--- Start Listing ---

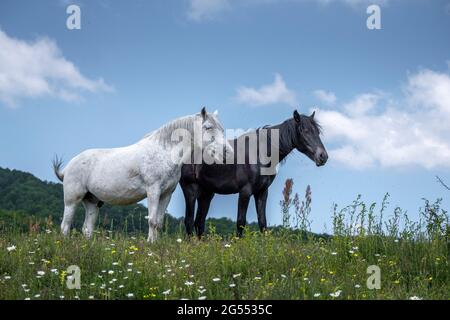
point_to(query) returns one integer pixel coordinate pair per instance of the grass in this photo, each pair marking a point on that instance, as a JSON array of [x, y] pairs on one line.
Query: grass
[[282, 264]]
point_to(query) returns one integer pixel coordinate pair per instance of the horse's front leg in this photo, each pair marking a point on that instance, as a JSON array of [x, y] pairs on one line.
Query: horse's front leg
[[244, 199], [153, 196], [162, 207]]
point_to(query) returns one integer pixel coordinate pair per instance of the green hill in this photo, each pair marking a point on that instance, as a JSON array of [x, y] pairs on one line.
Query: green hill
[[26, 201]]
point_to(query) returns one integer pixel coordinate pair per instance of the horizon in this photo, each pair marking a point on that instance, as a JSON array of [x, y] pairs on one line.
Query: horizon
[[381, 96]]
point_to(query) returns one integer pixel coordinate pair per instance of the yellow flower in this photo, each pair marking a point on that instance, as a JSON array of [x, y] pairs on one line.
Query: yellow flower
[[62, 276]]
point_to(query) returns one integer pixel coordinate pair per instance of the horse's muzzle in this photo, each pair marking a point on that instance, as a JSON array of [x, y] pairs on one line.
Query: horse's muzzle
[[321, 157]]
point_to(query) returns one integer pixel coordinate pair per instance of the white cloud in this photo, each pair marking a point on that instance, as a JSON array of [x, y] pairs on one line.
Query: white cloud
[[362, 104], [200, 10], [38, 69], [413, 131], [326, 97], [274, 93]]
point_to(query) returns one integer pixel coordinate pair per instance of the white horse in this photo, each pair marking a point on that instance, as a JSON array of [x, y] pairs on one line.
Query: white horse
[[150, 169]]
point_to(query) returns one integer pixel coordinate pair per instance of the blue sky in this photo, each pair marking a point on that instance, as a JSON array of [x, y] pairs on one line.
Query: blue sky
[[383, 96]]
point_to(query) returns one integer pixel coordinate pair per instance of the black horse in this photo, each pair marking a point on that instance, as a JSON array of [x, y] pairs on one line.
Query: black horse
[[201, 181]]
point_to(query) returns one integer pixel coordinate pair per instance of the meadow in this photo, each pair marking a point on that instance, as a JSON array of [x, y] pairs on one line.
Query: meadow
[[283, 263]]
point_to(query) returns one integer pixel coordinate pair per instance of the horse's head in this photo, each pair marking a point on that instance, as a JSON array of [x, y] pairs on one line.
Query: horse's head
[[213, 137], [307, 138]]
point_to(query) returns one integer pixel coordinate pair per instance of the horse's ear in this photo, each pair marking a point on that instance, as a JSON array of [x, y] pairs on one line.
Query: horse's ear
[[203, 113], [296, 116]]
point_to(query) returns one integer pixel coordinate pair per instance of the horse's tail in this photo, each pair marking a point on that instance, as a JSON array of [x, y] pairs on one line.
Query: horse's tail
[[57, 163]]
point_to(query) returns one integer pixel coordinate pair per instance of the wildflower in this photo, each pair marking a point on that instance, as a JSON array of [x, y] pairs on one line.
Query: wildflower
[[336, 294]]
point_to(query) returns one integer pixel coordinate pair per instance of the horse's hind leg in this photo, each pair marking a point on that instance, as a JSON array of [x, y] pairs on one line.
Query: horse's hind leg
[[190, 192], [90, 218], [73, 194], [69, 213], [153, 196]]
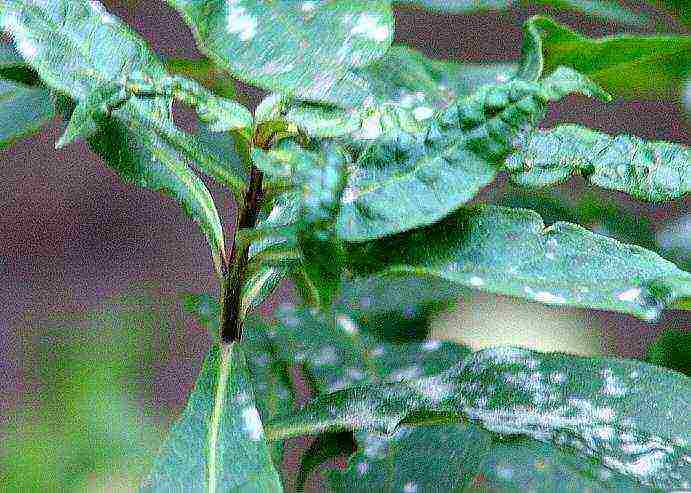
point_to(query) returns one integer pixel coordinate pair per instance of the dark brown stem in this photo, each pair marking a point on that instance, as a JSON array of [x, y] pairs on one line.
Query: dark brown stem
[[234, 279]]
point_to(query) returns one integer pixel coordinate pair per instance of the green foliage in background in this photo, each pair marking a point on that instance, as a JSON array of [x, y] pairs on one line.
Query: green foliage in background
[[357, 178]]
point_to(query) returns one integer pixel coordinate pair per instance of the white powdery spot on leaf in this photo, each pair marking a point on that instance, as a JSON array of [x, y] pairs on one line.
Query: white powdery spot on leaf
[[432, 345], [252, 423], [630, 295], [371, 26], [410, 487], [347, 324], [308, 6], [476, 281], [241, 22], [423, 113], [613, 386]]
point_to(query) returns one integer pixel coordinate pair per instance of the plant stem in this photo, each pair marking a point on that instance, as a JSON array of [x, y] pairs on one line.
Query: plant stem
[[234, 278]]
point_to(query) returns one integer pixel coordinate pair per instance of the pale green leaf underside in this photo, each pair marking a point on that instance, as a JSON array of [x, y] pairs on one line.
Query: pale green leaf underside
[[340, 353], [586, 407], [303, 49], [23, 111], [653, 171], [510, 252], [403, 77], [625, 65], [419, 167], [603, 9], [76, 46], [218, 443]]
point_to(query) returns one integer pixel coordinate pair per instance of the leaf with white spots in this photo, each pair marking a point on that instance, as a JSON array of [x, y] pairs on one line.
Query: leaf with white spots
[[596, 410], [412, 173], [218, 443], [510, 252], [307, 49], [77, 48], [653, 171], [630, 66], [603, 9], [24, 108]]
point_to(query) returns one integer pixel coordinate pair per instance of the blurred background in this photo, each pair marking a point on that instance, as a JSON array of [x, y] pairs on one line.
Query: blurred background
[[96, 354]]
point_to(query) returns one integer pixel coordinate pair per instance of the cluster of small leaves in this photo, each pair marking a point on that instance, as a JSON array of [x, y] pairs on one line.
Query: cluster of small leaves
[[370, 155]]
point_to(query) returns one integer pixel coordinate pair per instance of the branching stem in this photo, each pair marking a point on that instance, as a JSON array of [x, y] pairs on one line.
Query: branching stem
[[234, 278]]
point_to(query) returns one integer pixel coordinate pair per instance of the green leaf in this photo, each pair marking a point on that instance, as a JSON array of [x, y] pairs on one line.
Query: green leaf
[[23, 111], [671, 350], [77, 48], [596, 409], [268, 373], [307, 50], [403, 77], [624, 65], [653, 171], [442, 456], [218, 443], [413, 173], [602, 9], [510, 252]]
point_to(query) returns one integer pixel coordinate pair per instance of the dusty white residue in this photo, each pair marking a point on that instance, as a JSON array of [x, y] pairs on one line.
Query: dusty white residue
[[252, 423], [350, 195], [407, 373], [371, 128], [423, 113], [103, 14], [327, 356], [410, 487], [612, 386], [308, 6], [241, 22], [432, 345], [544, 296], [630, 295], [377, 351], [476, 281], [371, 26], [375, 446], [504, 472], [355, 374], [347, 324]]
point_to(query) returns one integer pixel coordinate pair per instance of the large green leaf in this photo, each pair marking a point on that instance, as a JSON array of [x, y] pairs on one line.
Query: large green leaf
[[603, 9], [305, 49], [218, 443], [447, 456], [23, 111], [76, 47], [268, 373], [403, 77], [509, 251], [23, 108], [416, 168], [594, 409], [624, 65], [653, 171]]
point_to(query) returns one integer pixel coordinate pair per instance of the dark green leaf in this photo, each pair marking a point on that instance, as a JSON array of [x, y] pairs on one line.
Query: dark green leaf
[[671, 350], [23, 111], [510, 252], [303, 49], [420, 169], [603, 9], [653, 171], [624, 65], [595, 409], [77, 47], [218, 443]]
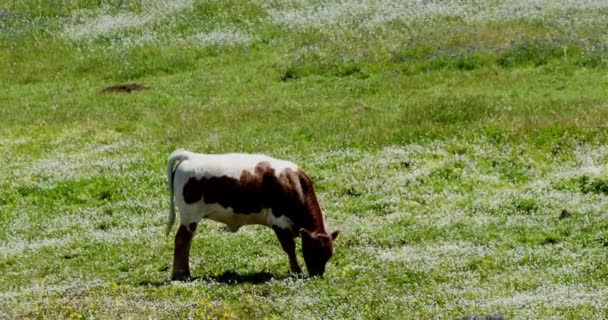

--- End Listing ---

§ **Given problem**:
Copy every entry above word for word, leaving out the pictures.

§ **Problem solution**:
point_to(query) returns one integer pixel coordinate pair per instance of the grass in this photo, each pair marking a point on that instance, as a JSON array of [x, y] pairs on one line.
Query: grass
[[282, 264]]
point_to(query) returns one integer pixel coordinate pair per instance of the horse's front leg in this photo, each pair marking a point on that instance, as a JSON array of [x, y] pairs on one line.
Query: horse's front leg
[[244, 199], [153, 196], [162, 207]]
point_to(query) returns one integer pixel coordinate pair per instance of the green hill in this photo, each pair marking a point on that instance, as a JSON array of [x, y] pairs on one line.
Query: green hill
[[26, 201]]
point_to(query) returns one integer pixel coordinate pair per instance of the horizon in this photo, each pair marking a point on that instance, as a JSON array of [x, y] pairs on one line.
Query: horizon
[[381, 96]]
point_to(query) returns one integer pixel coordinate pair per instance of the yellow flower in this photo, each pair marking a point on that instance, as a JSON array of [x, y] pairs on one line.
Query: yellow flower
[[62, 276]]
point_to(query) returns one integer pixel coordinate pair per instance of the horse's muzzle in this photo, each pair marking a point on that instance, as a JSON array of [x, y] pairs on one line.
Query: horse's muzzle
[[321, 157]]
point_to(query) returns one integer pixel coordinate pair per instance of the white cloud in this photo, each pair marking a point on that instance, as a JSON array of [x, y] pairs on one line.
Query: white cloud
[[362, 104], [200, 10], [38, 69], [413, 131], [326, 97], [274, 93]]
point_to(query) returns one integer pixel coordinate pair per instance of the white horse in this photo, each pair marking a point on that instance, as a JSON array of [x, y] pairs on one line.
Query: white horse
[[150, 169]]
point_to(query) returns one integer pixel coordinate pair per instance of the blue sky in this photo, each pair marking a point on that instance, as a JSON array of [x, y] pairs on one line.
Query: blue sky
[[383, 96]]
point_to(query) returns one integer pixel coordinate pair per instance of the black horse in this photo, each pair marking a point on that instance, as a JSON array of [x, y] pairs on one line.
Query: black horse
[[201, 181]]
point_to(query) returns one integer pixel coordinate pair per instance of the meadow in this photo, each pair marking a point on that instance, as a JSON array of [x, y] pairs on one line.
Query: meadow
[[283, 263]]
point_to(query) returns one integer pixel coordinate pair per instance of the horse's head in this photo, each pair marking a point on that instance, as a JSON array of [x, y] pairs on one line.
Query: horse's head
[[213, 137], [307, 138]]
point_to(query) returns one integer pixel coordinate pair per instance of the horse's ear in this photo, each pair marking a point on that instance, as a JSON array of [x, y] pairs on one line.
Query: horse's ear
[[203, 113], [296, 116]]
point_to(query) returns one integer pixel coordinate pair per instance of the horse's tail in this photo, each pair marking a point on that instance, as a JSON array of [x, y] pairs on one line.
Query: horse's tail
[[57, 163]]
point_to(query) returns one integer pixel coordinate pair per instance of the wildflower in this photo, each pair marking a point on that instance, as a JSON array of [x, y] pairs on one line.
Query: wildflower
[[336, 294]]
point_to(query) returns one integer pixel coordinate pair per instance of the horse's hind leg in this photo, each pair marking a point on that instance, as a JSON array of [x, y] pairs on one line.
Query: horse's hind leg
[[190, 192], [90, 218], [73, 194], [69, 213], [153, 196]]
point_to(query) returns one integer pixel coordinate pair per instance of the dark brown stem in this photo, each pair marking a point on that instance, as a JSON array of [x, y] pairs on one line.
Query: dark brown stem
[[234, 279]]
point_to(query) returns one integer pixel coordinate pair per instance of the green foliage in background in this photo, each pair marking a point on that instance, as a JSON array of [x, y] pairs on one line.
Query: green foliage in background
[[357, 178]]
point_to(query) returns one integer pixel coordinate pair per instance of the white powdery spot on leaf in this photo, each pair marking a point on that instance, as a JSON array of [x, y] pairs on one line.
Query: white powdery spot on leaf
[[432, 345], [252, 423], [630, 295], [371, 26], [410, 487], [347, 324], [308, 6], [476, 281], [241, 22], [423, 113], [613, 386]]
point_to(query) returns one integer pixel coordinate pair per instance of the plant stem in this photo, each pair marking a point on that instance, as a JSON array of [x, y] pairs on one line.
Query: plant stem
[[234, 278]]
point_to(query) returns one integer pixel coordinate pair per instance of the pale green leaf underside in this photo, each pair marking a point on that instance, as a JSON array of [x, y] pairs on one line.
Query: pale green leaf underside
[[340, 353], [586, 407], [303, 49], [23, 111], [653, 171], [510, 252], [403, 77], [625, 65], [419, 167], [603, 9], [76, 46], [218, 443]]
point_to(query) returns one integer pixel coordinate pair per instance of the leaf with white spots in this photo, each pair marking a point on that instance, as a JSON array of [x, y] pairs on one line.
Query: leaf with white spots
[[596, 410], [412, 173], [218, 443], [510, 252], [307, 49], [77, 48], [653, 171], [630, 66], [603, 9], [24, 108]]
point_to(query) returns one integer pixel coordinate pair per instance of the blurred background in this photo, each pair marking a point on that instance, as a JSON array of [x, y] pairs on one line.
Query: blurred background
[[96, 354]]
point_to(query) returns one integer pixel coordinate pair per instance of the cluster of small leaves in this photo, each pair marking a point on that instance, as a JSON array of [x, y] pairs on one line.
Query: cluster of small leaves
[[370, 155]]
point_to(query) returns one integer pixel coordinate pair per instance of the branching stem in this photo, each pair marking a point on that instance, as a JSON array of [x, y] pairs on one line.
Query: branching stem
[[234, 278]]
point_to(query) returns one integer pixel coordinate pair per instance of the green leaf in this photo, each pair marking a point on that instance, as a JSON array of [x, y] pairs on one line.
Query: green leaf
[[23, 111], [671, 350], [77, 48], [596, 409], [268, 373], [307, 50], [403, 77], [624, 65], [653, 171], [442, 456], [218, 443], [413, 173], [602, 9], [510, 252]]
point_to(query) returns one integer pixel coordinate pair per instance of the dusty white residue in this photo, each pair marking a point on that instance, as a JSON array of [x, y] pairs on one line.
Query: dusty white residue
[[252, 423], [350, 195], [407, 373], [371, 128], [423, 113], [103, 14], [327, 356], [410, 487], [612, 386], [308, 6], [241, 22], [432, 345], [544, 296], [630, 295], [377, 351], [476, 281], [371, 26], [375, 446], [504, 472], [355, 374], [347, 324]]
point_to(query) returns one integer pixel coordinate pair per instance of the large green leaf in this photo, each pair marking a point on that instance, as a JSON array of [x, y] pairs on one line.
Query: large green leaf
[[603, 9], [305, 49], [218, 443], [447, 456], [23, 111], [76, 47], [268, 373], [403, 77], [509, 251], [23, 108], [416, 168], [594, 409], [624, 65], [653, 171]]
point_to(query) returns one integer pixel coordinate pair per instance of the dark green leaf in this photo, each pair marking a point on that instance, as a JSON array of [x, y] pairs on one line.
Query: dark green leaf
[[671, 350], [23, 111], [510, 252], [303, 49], [420, 169], [603, 9], [653, 171], [624, 65], [595, 409], [77, 47], [218, 443]]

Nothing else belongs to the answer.